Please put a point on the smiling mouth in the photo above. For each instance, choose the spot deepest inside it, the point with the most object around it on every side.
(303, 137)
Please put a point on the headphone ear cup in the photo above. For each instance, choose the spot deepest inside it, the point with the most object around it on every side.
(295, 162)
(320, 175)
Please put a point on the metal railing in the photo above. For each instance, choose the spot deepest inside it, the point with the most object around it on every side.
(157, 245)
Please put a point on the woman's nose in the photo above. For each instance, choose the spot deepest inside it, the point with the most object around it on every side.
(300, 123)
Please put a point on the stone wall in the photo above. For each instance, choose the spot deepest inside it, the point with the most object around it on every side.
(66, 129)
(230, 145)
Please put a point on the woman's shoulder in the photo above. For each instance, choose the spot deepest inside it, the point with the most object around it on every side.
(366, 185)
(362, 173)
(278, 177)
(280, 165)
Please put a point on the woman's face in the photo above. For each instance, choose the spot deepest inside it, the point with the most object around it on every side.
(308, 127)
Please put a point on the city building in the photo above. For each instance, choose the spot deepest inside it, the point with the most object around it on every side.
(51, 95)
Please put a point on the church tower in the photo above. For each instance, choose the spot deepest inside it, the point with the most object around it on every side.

▬▬▬

AIM OF THE TASK => Beginning with the first line and ending with the last, copy the material above exactly.

EXERCISE RESULT =>
Please put a point on the smiling mouth in the photo above. For each instance, choose the spot deepest inside it, the point with the most object around it on every side.
(303, 137)
Please put a point on the headphone ear cup in the photo above. For each instance, choose the spot deepest inside it, the point with the most object around it on every side.
(295, 162)
(320, 175)
Please put a point on the metal railing in the photo above. For each instance, choose the spot deepest inside it, the point with the most object around it on every side.
(157, 245)
Please put a point on the woman's nose in the photo above. For each instance, choose the spot deepest inside it, the point with the most object around it on every side.
(300, 123)
Please put a point on the stone wall in the photo above. For each instance, choose the spot deepest inside it, the point with the most object around it on every side.
(66, 129)
(230, 145)
Please put a point on the woman's shoulder in the photo above. For each instance, choose the spot deepest inside it, the point with the most object around it on every side.
(366, 185)
(362, 173)
(278, 177)
(280, 165)
Please put a point on the woman's face in the photo above. For each instance, choose the spot deepest inside it, the point with the most object around it on every side.
(308, 127)
Please put a point on the city building in the photo above. For each instance, choose the spot deepest inside it, the point with the most object around it on every side.
(51, 95)
Please put a point on the church tower in the photo above. For each instance, choose the spot deepest inside it, the point with the most object around it on every side.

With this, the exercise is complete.